## Written task
Pull out each line of the data that contains the word "person", matching case exactly.
-.-.-
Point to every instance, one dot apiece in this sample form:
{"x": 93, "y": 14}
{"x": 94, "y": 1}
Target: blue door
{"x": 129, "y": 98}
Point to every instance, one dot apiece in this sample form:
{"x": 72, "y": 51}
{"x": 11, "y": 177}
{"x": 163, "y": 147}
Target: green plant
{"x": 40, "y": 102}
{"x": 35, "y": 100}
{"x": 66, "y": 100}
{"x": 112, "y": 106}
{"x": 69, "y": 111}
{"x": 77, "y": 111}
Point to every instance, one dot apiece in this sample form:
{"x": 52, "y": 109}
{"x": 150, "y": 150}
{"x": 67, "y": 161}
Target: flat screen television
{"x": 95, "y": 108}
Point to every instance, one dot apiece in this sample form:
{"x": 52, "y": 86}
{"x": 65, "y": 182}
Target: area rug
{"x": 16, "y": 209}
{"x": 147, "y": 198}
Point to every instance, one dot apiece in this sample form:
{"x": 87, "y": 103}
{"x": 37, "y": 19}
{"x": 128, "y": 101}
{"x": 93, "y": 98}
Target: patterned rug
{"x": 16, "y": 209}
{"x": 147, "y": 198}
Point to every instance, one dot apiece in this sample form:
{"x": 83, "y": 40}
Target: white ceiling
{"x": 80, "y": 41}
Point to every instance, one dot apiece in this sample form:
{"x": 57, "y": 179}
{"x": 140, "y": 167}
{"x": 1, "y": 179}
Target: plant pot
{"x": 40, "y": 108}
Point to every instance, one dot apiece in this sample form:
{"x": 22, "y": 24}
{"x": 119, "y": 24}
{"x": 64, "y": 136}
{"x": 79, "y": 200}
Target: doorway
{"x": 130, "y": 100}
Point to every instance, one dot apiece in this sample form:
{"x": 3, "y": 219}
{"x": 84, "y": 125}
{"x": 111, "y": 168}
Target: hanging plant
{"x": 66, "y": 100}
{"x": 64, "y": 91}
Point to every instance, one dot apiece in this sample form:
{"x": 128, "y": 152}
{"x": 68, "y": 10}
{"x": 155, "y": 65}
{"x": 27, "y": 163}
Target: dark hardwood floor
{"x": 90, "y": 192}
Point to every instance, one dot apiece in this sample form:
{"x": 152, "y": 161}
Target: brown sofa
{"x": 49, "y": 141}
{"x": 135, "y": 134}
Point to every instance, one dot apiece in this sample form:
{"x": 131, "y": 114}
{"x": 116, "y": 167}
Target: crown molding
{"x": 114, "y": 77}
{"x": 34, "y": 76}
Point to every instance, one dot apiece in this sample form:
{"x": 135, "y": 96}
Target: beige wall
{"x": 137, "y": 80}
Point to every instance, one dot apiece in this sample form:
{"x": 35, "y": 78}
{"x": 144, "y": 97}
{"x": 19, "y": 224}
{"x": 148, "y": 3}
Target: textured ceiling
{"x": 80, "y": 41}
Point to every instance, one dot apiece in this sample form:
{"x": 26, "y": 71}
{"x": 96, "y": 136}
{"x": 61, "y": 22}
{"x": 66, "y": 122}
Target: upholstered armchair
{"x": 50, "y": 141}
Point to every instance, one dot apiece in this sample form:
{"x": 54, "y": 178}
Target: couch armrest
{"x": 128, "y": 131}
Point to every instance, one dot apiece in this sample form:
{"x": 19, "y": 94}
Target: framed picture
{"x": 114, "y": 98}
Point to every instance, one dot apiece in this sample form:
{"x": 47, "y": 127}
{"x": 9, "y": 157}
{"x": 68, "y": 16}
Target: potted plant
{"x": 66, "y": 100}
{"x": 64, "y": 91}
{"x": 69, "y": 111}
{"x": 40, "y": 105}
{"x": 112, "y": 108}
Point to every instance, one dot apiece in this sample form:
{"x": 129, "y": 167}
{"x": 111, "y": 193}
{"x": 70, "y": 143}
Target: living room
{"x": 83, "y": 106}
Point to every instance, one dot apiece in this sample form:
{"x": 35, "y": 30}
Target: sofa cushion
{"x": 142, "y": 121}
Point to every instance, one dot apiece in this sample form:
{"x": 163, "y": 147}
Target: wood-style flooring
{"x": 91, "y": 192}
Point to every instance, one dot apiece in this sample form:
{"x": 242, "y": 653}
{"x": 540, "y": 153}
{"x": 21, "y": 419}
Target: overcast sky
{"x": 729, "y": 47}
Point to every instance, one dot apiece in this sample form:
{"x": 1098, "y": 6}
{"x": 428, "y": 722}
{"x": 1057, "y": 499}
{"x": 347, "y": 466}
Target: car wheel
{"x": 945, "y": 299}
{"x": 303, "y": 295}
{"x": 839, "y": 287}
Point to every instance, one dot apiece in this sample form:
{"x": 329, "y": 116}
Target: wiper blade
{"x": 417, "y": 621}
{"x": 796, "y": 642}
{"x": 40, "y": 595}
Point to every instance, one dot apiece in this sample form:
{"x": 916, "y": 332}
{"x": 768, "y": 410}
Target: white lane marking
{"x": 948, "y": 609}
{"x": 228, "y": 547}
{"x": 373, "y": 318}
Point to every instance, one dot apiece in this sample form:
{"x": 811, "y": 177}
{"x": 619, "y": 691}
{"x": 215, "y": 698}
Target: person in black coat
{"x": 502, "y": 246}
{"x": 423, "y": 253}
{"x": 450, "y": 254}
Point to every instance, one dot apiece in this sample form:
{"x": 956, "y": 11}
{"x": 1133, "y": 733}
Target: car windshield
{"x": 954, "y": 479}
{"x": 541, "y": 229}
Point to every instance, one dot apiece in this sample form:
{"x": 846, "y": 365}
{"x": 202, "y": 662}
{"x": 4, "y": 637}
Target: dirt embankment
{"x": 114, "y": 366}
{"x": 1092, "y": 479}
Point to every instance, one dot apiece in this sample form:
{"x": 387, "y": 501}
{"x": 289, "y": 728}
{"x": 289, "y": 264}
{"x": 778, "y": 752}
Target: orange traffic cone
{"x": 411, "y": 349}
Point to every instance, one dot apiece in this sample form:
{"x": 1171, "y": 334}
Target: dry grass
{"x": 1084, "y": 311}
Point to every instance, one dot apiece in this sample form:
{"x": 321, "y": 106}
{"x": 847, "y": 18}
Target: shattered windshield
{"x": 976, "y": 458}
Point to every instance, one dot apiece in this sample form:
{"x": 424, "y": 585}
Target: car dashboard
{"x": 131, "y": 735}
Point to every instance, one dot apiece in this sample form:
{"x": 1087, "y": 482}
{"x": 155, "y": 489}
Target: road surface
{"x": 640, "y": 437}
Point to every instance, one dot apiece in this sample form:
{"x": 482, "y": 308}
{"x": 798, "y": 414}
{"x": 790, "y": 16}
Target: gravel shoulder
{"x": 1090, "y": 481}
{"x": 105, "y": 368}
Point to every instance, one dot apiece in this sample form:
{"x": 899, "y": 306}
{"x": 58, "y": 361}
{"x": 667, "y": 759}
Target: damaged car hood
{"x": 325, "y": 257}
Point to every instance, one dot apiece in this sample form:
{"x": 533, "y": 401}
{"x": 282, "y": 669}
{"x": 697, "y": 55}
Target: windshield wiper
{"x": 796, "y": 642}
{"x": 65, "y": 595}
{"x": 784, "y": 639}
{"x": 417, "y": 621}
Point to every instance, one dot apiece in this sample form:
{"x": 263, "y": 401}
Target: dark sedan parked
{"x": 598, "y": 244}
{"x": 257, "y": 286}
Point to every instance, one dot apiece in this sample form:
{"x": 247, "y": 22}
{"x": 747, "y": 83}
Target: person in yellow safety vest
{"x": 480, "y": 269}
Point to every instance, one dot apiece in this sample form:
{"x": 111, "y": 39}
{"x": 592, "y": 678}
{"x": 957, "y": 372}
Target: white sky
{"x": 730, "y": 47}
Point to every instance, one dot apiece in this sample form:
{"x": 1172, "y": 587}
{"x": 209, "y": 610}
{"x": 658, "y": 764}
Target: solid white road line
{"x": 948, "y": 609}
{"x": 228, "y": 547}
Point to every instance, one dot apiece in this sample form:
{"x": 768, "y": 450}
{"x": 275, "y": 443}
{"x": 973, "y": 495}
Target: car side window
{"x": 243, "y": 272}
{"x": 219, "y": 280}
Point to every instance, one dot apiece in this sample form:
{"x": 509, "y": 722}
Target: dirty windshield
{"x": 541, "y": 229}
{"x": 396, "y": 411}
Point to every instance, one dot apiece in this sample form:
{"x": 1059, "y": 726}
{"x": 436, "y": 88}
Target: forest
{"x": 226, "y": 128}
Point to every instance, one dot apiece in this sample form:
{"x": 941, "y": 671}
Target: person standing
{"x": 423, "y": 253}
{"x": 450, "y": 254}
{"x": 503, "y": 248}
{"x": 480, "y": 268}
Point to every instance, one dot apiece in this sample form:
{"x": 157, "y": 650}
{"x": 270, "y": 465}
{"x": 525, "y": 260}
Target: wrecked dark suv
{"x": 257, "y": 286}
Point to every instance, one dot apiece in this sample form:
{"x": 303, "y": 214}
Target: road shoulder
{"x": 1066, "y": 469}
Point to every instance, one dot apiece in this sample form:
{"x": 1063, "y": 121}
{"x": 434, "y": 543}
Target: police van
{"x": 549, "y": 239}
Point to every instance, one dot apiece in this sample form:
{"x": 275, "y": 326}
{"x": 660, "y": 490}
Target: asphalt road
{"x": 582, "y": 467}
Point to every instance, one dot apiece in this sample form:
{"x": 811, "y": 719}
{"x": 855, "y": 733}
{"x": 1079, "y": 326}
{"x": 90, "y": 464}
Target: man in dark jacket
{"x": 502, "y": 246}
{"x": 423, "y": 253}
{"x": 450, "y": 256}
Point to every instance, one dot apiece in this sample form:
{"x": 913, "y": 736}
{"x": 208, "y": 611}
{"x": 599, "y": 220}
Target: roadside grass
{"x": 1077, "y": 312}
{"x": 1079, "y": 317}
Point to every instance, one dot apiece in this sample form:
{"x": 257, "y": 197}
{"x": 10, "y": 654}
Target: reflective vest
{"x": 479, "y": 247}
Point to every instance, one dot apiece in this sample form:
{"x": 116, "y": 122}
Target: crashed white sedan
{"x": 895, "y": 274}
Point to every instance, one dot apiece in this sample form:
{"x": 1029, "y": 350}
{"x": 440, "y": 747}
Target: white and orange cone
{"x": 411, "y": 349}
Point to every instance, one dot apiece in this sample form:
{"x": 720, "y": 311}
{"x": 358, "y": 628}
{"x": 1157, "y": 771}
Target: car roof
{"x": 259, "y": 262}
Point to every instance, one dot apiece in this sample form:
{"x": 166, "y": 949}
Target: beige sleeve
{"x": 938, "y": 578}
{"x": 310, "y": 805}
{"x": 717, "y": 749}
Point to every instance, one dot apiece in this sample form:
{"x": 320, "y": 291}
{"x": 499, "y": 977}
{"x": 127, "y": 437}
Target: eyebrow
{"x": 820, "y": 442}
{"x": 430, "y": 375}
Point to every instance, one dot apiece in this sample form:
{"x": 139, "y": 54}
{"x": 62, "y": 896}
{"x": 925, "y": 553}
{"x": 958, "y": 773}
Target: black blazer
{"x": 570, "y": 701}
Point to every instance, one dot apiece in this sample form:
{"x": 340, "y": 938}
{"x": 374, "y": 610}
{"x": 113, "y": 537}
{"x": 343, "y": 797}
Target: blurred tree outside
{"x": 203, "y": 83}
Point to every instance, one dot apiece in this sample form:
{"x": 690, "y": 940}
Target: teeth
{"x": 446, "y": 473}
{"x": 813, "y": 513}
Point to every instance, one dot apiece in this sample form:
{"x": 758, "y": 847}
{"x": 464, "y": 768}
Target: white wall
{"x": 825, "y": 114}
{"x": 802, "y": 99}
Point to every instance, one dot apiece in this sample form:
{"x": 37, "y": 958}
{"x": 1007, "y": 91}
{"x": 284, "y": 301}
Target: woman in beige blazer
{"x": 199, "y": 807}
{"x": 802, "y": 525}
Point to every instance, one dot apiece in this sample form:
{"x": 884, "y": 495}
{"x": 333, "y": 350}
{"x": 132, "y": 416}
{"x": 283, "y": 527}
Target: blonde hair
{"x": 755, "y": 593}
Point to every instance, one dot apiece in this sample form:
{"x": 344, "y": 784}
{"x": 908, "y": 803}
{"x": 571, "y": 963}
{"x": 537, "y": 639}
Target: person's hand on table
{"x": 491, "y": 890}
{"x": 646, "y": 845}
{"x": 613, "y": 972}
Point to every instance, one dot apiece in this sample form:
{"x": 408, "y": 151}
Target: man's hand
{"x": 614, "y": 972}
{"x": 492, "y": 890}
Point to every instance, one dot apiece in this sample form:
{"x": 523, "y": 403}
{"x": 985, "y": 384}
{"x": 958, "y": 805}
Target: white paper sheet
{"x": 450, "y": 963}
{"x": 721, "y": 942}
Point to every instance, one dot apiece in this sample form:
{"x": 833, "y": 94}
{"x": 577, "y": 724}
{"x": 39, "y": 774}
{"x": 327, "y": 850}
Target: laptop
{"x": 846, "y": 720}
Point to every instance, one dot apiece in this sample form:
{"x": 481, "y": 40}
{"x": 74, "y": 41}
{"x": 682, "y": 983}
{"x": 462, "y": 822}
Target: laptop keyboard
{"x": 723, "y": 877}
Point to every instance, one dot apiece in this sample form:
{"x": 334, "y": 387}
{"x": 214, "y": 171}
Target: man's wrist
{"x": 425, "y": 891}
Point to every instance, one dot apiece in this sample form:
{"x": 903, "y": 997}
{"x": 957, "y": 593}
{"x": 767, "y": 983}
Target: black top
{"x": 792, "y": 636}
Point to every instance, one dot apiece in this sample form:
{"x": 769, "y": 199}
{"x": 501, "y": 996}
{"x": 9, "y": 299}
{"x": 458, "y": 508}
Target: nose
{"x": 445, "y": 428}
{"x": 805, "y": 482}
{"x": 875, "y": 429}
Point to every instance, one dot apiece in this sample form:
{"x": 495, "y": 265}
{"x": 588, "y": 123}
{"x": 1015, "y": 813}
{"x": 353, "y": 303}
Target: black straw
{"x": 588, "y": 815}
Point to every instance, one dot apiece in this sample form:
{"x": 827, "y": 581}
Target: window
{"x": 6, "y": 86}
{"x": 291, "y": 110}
-.-.-
## Finished exercise
Target: person in black coat
Target: person in yellow safety vest
Target: person standing
Target: person's hand on table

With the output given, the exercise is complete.